> **Excerpted text**:
------------------------------------------------------------
The RGI show was good and reasonably priced which was nice in these belt-tightening times, and we even splashed out on the catalogue. Most of the names were known and predictable but a few wild-ish cards in there too; to be honest I didn't mark off anything in the catalogue as 'of interest' that turned out to not be by a member, ex-Glasgow Art College, RSW member etc. but the pieces chosen were all very fresh and I was relieved in a way to have been rejected for a bunch of predictable sellers and crowd pullers; far better than finding a room full of new names that had knocked me off the wallspace. Enjoyed going around with Stu too as he always adds a fresh eye to what I have to look at; oddly we both chose the same artist as out 'show fave' but different pieces; Joe Hargan's 'Summers Dream' and 'Anima Mundi'. I'm not always a fan of every of his pieces, but these two were both really loose and imaginative, and both great colour. I am smarting a little at seeing so many great colourists as I give myself a hard time about my own use a lot of the time. Sometimes I am almost pathologically lazy or clumsy with colour choice and I end up, as I did this morning, correcting or altering what I have done. Bun was subjected to a last minute change of an orange panel (which Stu quite correctly and helpfully described as 'cheap' orange) for duck-egg blue and cream. Made a huge and educational difference which is well illustrated by viewing the 'before and after' pictures. One to learn from. Pleased as pie now she is finished and liked my oldest chum's comment on Facebook that it seems joyous and fun; I am indeed in a good an optimistic place right now so long may it persist. And thank you Bill.
We had a really big yellow moment at the Mitchell; there seemed to be a real collection of paintings using yellow in a postive and daring way. I have always had a bit of a problem with yellow, especially incombination with other primaries, so I am determined to set myself some excercises in colour combination to aid my learning curve. Milan was very yellow; never has a city struck me as being connected with a particular colour as much, and such an individual one; yellow houses, artwork, shops, clothes.. .I have never seen such a proliferation in a city.

Finished all the little niggly details for the Number Four gallery paintings, which I deliver on Saturday; two I have reframed in Stu's superior surrounds, and done some patching and revarnishing on the ones that had just returned from the Marchmont Gallery. Thinking of putting a couple of cheeky wee box canvases in the car in case they would like them too; good Christmas pressies and that...
A good day, a yellow and grey and blue day. Off to eat dinner and watch 'Violent Cop' on the laptop for our dining pleasure.

Tuesday, 2 November 2010

Host of Angels

Just put on my T-tree oil face cream from Body Shop, forgetting that Twig the kit is obsessed with that kind of smell; there is little more tickly and disturbing than a furry kitten sniffing every inch of your face including nostrils, eyes... when I do my teeth she tries to french kiss me to get the minty flavour. Freak.
------------------------------------------------------------
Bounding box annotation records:
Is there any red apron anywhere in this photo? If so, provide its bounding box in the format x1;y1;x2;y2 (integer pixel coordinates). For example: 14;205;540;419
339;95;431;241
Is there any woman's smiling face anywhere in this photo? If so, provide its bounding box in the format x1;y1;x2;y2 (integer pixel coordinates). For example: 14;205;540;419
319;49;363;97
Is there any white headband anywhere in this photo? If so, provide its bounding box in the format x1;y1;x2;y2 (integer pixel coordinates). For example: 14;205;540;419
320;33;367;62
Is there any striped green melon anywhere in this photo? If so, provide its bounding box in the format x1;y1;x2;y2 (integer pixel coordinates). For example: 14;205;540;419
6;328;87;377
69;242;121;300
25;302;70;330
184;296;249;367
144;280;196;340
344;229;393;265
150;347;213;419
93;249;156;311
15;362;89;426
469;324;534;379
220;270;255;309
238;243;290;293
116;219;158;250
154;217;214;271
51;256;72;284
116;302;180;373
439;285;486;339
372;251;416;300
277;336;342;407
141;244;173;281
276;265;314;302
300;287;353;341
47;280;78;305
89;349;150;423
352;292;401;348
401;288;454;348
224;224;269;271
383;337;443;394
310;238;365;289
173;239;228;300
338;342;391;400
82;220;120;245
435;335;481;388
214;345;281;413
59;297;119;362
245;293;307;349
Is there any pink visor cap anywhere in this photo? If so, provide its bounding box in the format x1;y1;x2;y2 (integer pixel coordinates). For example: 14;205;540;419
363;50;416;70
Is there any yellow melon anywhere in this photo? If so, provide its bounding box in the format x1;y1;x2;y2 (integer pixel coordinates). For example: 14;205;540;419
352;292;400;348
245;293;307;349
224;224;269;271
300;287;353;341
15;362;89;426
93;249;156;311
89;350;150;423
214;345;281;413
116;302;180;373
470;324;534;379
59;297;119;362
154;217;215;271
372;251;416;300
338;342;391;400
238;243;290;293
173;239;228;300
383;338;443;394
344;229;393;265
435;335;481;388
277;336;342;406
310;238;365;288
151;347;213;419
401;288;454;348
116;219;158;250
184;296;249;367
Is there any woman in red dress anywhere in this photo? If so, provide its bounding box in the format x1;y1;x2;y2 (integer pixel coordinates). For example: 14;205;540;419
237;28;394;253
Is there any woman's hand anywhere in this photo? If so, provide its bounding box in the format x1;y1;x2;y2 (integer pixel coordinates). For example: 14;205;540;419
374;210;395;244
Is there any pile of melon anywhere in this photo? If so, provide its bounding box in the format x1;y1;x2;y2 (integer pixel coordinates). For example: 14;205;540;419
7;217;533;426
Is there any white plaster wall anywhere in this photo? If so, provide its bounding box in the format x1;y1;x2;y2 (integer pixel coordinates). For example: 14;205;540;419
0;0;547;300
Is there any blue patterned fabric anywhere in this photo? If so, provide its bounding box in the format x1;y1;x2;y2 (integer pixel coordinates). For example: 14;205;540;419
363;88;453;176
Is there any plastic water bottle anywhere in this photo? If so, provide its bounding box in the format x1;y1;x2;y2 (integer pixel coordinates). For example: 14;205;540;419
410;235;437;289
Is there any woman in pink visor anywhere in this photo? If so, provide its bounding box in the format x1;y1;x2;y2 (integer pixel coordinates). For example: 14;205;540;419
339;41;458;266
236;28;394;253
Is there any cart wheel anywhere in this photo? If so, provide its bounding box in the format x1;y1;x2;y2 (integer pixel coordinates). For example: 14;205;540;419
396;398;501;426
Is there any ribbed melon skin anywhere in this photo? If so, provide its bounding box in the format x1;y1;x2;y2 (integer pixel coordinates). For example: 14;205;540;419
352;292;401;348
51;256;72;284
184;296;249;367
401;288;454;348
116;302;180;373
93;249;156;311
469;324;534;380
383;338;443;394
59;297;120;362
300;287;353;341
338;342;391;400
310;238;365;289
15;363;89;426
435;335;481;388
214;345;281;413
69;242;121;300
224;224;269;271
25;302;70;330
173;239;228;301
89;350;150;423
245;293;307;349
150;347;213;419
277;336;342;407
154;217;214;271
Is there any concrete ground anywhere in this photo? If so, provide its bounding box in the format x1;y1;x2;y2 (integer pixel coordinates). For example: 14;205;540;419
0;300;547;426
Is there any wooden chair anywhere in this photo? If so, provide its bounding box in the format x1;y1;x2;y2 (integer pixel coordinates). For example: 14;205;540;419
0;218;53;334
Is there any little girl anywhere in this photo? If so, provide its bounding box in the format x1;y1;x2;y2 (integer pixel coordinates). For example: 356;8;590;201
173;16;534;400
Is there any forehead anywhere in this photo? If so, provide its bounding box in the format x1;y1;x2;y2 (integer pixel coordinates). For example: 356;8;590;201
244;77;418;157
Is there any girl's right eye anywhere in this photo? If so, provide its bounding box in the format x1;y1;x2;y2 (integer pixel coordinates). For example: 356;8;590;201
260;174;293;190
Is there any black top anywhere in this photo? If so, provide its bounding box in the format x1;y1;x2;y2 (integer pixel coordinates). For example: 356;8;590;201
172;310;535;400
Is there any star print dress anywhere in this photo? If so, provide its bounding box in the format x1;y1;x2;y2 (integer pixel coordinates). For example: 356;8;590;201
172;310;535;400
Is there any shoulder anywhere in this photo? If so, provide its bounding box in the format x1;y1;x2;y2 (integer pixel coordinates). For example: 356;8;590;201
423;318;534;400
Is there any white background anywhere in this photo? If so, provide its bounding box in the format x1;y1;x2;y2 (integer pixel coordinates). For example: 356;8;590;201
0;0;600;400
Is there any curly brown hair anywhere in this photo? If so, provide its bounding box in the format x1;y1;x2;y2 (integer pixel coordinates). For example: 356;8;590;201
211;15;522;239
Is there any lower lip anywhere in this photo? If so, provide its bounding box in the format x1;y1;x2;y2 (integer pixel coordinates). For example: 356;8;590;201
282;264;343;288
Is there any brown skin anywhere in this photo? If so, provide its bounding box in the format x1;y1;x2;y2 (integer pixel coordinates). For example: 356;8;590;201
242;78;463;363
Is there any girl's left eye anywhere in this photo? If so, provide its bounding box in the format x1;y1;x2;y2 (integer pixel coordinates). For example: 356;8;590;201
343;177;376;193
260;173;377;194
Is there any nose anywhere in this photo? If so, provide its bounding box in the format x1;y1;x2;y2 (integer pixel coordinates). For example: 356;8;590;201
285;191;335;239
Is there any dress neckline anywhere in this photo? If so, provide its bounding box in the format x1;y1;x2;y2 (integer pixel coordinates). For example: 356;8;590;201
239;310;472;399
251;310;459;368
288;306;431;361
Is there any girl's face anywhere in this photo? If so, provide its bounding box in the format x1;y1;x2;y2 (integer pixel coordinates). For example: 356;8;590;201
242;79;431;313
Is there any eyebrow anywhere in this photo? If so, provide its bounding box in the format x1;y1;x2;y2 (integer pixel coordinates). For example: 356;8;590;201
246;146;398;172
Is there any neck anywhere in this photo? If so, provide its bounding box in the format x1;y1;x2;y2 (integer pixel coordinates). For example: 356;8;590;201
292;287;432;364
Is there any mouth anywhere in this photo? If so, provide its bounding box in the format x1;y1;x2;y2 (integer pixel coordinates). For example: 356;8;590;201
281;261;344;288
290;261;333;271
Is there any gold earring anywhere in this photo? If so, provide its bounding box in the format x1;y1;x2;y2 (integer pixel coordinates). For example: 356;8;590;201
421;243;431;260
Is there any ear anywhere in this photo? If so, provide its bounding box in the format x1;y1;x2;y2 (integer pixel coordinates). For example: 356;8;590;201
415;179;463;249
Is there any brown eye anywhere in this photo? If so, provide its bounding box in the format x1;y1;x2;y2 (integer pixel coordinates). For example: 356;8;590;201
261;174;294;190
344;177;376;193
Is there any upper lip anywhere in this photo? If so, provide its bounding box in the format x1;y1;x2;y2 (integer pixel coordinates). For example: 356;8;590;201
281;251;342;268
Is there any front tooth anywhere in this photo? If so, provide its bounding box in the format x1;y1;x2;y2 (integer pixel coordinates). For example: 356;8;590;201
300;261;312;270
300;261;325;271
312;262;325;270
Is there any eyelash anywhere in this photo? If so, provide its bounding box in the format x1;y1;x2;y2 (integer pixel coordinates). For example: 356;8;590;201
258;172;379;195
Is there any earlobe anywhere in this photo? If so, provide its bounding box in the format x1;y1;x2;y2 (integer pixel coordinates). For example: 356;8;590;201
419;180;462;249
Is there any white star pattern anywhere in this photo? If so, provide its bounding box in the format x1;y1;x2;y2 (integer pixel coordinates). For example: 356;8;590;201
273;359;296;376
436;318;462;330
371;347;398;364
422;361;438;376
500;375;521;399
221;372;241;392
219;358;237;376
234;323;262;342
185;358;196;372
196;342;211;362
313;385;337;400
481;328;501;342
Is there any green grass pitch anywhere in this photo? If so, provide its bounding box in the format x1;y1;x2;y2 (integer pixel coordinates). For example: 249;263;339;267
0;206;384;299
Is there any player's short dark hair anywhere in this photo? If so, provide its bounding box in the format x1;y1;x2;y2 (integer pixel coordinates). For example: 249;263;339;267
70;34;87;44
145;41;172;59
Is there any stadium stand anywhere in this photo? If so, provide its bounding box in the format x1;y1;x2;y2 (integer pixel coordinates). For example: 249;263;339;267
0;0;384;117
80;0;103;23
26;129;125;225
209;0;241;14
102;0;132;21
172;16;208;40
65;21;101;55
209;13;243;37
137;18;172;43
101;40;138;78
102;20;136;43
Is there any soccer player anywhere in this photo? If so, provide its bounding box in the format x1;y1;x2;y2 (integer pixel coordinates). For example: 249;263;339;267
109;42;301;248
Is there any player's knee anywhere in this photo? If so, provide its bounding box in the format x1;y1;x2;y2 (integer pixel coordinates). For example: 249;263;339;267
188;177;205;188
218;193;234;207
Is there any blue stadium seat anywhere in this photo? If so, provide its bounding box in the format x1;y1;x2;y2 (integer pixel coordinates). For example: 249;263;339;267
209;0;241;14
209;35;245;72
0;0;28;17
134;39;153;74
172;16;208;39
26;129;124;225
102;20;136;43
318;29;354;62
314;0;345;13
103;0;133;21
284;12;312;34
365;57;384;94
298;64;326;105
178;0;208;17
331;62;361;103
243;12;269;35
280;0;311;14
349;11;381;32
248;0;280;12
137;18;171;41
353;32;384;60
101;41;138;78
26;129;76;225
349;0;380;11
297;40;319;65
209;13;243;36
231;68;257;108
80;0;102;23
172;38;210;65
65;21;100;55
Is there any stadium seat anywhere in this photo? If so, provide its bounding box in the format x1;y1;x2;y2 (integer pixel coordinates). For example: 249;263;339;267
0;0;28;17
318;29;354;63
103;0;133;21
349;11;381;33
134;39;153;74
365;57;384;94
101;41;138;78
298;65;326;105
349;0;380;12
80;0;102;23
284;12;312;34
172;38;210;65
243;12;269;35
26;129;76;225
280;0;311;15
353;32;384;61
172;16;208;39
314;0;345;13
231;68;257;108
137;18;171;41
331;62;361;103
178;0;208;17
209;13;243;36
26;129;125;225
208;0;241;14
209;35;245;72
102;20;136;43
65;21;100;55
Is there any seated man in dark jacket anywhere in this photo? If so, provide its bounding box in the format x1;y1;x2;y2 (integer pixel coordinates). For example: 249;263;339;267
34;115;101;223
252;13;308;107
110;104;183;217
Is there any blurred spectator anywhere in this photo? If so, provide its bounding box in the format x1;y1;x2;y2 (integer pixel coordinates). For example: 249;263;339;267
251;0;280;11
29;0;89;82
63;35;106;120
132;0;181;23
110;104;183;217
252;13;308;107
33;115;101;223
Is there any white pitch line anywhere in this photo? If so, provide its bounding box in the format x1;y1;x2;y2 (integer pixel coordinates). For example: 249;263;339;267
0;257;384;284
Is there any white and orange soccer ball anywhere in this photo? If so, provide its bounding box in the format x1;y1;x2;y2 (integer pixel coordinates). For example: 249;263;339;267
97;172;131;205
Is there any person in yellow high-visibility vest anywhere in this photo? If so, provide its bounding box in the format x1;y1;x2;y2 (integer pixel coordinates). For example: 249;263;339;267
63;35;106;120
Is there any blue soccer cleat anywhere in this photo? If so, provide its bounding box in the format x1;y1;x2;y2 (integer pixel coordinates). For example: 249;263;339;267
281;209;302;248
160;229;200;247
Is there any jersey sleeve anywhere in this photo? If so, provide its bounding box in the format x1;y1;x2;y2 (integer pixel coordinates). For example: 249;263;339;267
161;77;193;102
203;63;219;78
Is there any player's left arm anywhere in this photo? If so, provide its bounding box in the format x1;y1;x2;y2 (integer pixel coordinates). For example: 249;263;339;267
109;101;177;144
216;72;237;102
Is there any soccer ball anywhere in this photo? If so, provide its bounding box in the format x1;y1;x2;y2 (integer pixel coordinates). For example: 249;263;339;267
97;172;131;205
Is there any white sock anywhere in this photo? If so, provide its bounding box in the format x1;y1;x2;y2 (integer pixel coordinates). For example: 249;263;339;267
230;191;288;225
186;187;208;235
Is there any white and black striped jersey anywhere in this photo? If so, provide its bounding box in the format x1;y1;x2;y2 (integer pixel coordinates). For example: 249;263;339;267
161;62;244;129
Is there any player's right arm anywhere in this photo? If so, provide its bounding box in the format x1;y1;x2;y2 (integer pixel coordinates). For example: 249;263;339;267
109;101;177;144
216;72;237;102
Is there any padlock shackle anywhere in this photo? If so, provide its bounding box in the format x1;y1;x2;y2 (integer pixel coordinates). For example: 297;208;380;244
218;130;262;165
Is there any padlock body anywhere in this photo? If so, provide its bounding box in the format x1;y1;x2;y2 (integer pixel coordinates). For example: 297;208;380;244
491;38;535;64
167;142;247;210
------------------------------------------------------------
> **To-do list**:
1/ Reproduce the blog post starting with "Finished all the" and going on through "pressies and that...", renaming "Saturday" as "Friday".
2/ Translate this sentence from the blog post into Spanish: "A good day, a yellow and grey and blue day."
3/ Extend the blog post past its last sentence, keeping the same voice.
The records have no connection to the blog post.

> **Answers for this exercise**:
1/
Finished all the little niggly details for the Number Four gallery paintings, which I deliver on Friday; two I have reframed in Stu's superior surrounds, and done some patching and revarnishing on the ones that had just returned from the Marchmont Gallery. Thinking of putting a couple of cheeky wee box canvases in the car in case they would like them too; good Christmas pressies and that...

2/ Un buen día, un día amarillo, gris y azul.

3/
Officially finished the last of the angels tonight; at least the last of the angels for the Christmas show at Ritchie's. Something tells me that after this year I may be painting the winged ones for a long time to come, at least on and off; they really strike a chord with people and I have a feeling its more the wings and the flying than any religious connotation they have held in the past. That and the 'guardian angel' idea, which, lets face it, we could all do with being true. Flying is freedom is self at its finest; escape from the humdrum and the ability to see all. The last in the line for this show, but the first in her own little series (could only be 'of two, but we shall see) is 'The Adventures of Bun Hanzo'. Bun is, or was, the wayward and adventurous daughter of the legendary swordsmith Hattori Hanzo of 'Kill Bill' fame; killed at seventeen in an ill-advised duel she quickly assumed the role of guardian angel to the young women of her village and performed her trademark acrobatic martial arts all the better for the addition of a set of wings. She was also a school champion jive dancer, a fact that influences her 'moves' in the arena of life-saving, ass-kicking angel work; always impeccably dresssed in her trademark floral platforms, frowned upon in her teen years but relished in her role in the afterlife. Bun epitomises the survival spirit and devil-may-care attitude idolised by her mortal peers and her presence, sensed but never witnessed, has created a powerful underground mythology among her target audience.

I am thinking of writing up all the narratives that have evolved this year to accompany the show; from Madame Tabere, the Engel flusterer to the 'roof of the world' messenger angels via the tree dwellers that kicked off the project and the very lovely Bun Hanzo.... quite a cast.


Feeling once again the trepidation which quite understandably comes from the idea of putting up your artistic output for the last six months on general show. Will anyone bother to see it? Will they like what they find? Am I barking up the wrong tree entirely - my target audience is unclear to me still. While I would love to have my paintings on my wall and know there are others out there who feel the same, I don't have the commercial clout of so many others, I think that goes without saying and is something I will have to live with; but I am me and thus unique.

On that note I shall adjourn to the studio, empty easel in place, and set about some of my more commercial projects; the little box canvases are selling well and regularly and I enjoy doing them, so what's to complain about. They also give me good ideas as I tend to paint them straight out of my head, so any path can appear before me. Let's see.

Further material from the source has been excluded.